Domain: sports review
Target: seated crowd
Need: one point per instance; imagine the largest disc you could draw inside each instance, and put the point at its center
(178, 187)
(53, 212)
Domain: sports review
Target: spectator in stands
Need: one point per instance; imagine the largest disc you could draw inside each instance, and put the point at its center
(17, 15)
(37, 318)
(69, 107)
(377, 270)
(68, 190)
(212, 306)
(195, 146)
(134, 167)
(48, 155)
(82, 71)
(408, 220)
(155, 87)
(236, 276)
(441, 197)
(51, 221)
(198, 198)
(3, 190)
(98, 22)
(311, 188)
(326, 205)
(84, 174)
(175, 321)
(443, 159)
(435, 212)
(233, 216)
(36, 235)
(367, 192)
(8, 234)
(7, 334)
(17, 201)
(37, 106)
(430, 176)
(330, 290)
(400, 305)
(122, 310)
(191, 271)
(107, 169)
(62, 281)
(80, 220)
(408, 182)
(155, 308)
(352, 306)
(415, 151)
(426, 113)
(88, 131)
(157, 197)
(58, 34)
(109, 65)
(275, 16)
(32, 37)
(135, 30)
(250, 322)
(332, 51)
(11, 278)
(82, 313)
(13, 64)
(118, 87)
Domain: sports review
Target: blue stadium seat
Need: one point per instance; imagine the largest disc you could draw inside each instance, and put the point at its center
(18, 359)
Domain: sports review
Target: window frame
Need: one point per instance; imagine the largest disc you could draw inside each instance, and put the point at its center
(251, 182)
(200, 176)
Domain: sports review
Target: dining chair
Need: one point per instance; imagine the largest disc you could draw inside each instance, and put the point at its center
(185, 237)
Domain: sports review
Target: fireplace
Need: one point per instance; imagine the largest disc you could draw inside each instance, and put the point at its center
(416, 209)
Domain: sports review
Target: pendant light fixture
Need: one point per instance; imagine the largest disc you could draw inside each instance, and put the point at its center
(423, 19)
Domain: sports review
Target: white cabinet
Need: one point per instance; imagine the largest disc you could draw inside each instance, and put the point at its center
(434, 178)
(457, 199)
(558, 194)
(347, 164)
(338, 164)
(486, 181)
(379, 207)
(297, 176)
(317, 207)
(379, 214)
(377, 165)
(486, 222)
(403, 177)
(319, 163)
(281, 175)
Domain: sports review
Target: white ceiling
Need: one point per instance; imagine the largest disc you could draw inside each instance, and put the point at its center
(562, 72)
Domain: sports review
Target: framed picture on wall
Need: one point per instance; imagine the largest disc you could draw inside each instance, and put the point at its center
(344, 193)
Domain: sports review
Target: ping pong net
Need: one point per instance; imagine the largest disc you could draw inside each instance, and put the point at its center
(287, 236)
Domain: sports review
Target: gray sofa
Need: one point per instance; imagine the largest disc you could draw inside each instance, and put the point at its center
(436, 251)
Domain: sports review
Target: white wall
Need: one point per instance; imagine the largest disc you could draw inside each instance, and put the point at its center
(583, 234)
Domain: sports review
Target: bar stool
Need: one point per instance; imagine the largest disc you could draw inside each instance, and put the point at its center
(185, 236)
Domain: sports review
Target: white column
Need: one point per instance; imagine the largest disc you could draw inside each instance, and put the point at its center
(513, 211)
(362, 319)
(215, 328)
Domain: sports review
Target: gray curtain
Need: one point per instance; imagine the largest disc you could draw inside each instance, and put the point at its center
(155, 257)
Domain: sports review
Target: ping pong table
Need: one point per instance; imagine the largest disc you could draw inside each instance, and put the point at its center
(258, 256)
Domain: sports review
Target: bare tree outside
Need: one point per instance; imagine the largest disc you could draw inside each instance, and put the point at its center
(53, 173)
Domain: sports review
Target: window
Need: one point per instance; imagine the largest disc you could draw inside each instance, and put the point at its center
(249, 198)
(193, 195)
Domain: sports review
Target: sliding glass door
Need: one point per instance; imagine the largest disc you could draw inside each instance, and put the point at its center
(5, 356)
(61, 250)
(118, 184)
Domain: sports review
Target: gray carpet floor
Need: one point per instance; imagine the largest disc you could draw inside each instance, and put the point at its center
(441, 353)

————

■ **WHAT THE EXERCISE ASKS**
All of the data must be returned exactly.

■ **SOLUTION TO THIS TASK**
Domain: sports review
Target: seated crowd
Need: one point per instance; imagine the largest disc you could draw inside each instance, and put the point at its center
(178, 187)
(53, 212)
Domain: sports review
Target: spectator in stands
Need: one point per instance; imagine the largest disc you could draw inside each instance, and put the point at its center
(17, 15)
(37, 318)
(69, 107)
(377, 270)
(68, 190)
(212, 306)
(195, 146)
(134, 167)
(48, 155)
(82, 71)
(408, 220)
(155, 87)
(236, 276)
(441, 197)
(51, 221)
(198, 198)
(3, 190)
(98, 22)
(311, 188)
(326, 205)
(84, 174)
(175, 321)
(443, 159)
(435, 212)
(233, 216)
(36, 235)
(367, 192)
(8, 234)
(7, 334)
(17, 201)
(37, 106)
(430, 176)
(330, 290)
(400, 305)
(122, 310)
(191, 271)
(107, 169)
(62, 281)
(80, 220)
(408, 182)
(155, 308)
(352, 306)
(415, 151)
(426, 113)
(88, 131)
(157, 197)
(58, 34)
(109, 65)
(275, 16)
(32, 37)
(135, 30)
(250, 322)
(332, 51)
(11, 278)
(82, 313)
(13, 64)
(118, 87)
Domain: sports review
Target: blue stadium seat
Need: one point per instance; imagine the largest disc you could draw inside each instance, and put the point at its center
(18, 359)
Domain: sports review
Target: window frame
Need: one point per instance; imagine the largest disc you could draw inside each instance, and put the point at its center
(251, 182)
(200, 176)
Domain: sports review
Target: dining chair
Need: one point per instance; imagine the largest disc you could draw inside each instance, and put the point at its center
(185, 237)
Domain: sports review
Target: fireplace
Need: one point per instance; imagine the largest disc you could draw inside each instance, and put the point at its center
(416, 209)
Domain: sports review
Target: pendant light fixture
Need: one point per instance; imagine the largest disc you could draw inside each instance, and put the point at its center
(423, 19)
Domain: sports review
Target: white cabinet
Need: one point per instance; imagine the largest disc you could draw inside each instance, and put the point at its center
(434, 178)
(457, 199)
(558, 194)
(347, 164)
(338, 164)
(486, 181)
(379, 207)
(297, 176)
(317, 207)
(379, 214)
(377, 165)
(486, 222)
(403, 177)
(319, 163)
(281, 175)
Domain: sports review
Target: white ceiling
Need: one point per instance; imagine the largest disc you could draw inside each instance, and put the point at its center
(562, 72)
Domain: sports review
Target: framed picture on wall
Need: one point per instance; imagine the largest disc you could draw inside each instance, and put the point at its center
(344, 193)
Domain: sports review
Target: ping pong net
Need: one point per instance; imagine the largest disc you could draw inside each instance, and put the point at its center
(287, 236)
Domain: sports review
Target: gray sofa
Need: one point per instance; imagine the largest disc you could draw inside each instance, and put the point at its center
(436, 251)
Domain: sports review
Target: white wall
Need: one point per instance; imagine the largest disc you could draw inside each instance, and put the point at its center
(583, 234)
Domain: sports review
Target: bar stool
Need: one point per instance; imagine the largest disc you could draw inside each instance, and put the point at its center
(185, 236)
Domain: sports review
Target: white column
Need: one point per instance; imagine the largest disc you could draw inside each instance, and put the point at its center
(513, 211)
(362, 319)
(215, 328)
Domain: sports review
Target: gray curtain
Need: one point per instance; imagine the largest disc you could draw inside each instance, and put the point at its center
(155, 257)
Domain: sports review
Target: ping pong table
Need: one point per instance; imagine the largest disc you could draw inside each instance, and put the point at its center
(258, 256)
Domain: sports review
Target: bare tree outside
Need: one point per instance; imagine the largest disc you could draw inside each instance, and put the point at its center
(53, 173)
Domain: sports review
Target: window
Need: one point per instance; imagine the largest disc you could draw inside each instance, and put the point at its center
(249, 198)
(193, 195)
Domain: sports review
Target: sliding glass door
Need: one point per instance; imagine the largest disc you could draw inside each instance, and put the point at its center
(5, 356)
(61, 250)
(118, 184)
Domain: sports review
Target: gray carpet floor
Need: one point per instance; imagine the largest disc you could draw inside each instance, and put the point at its center
(441, 353)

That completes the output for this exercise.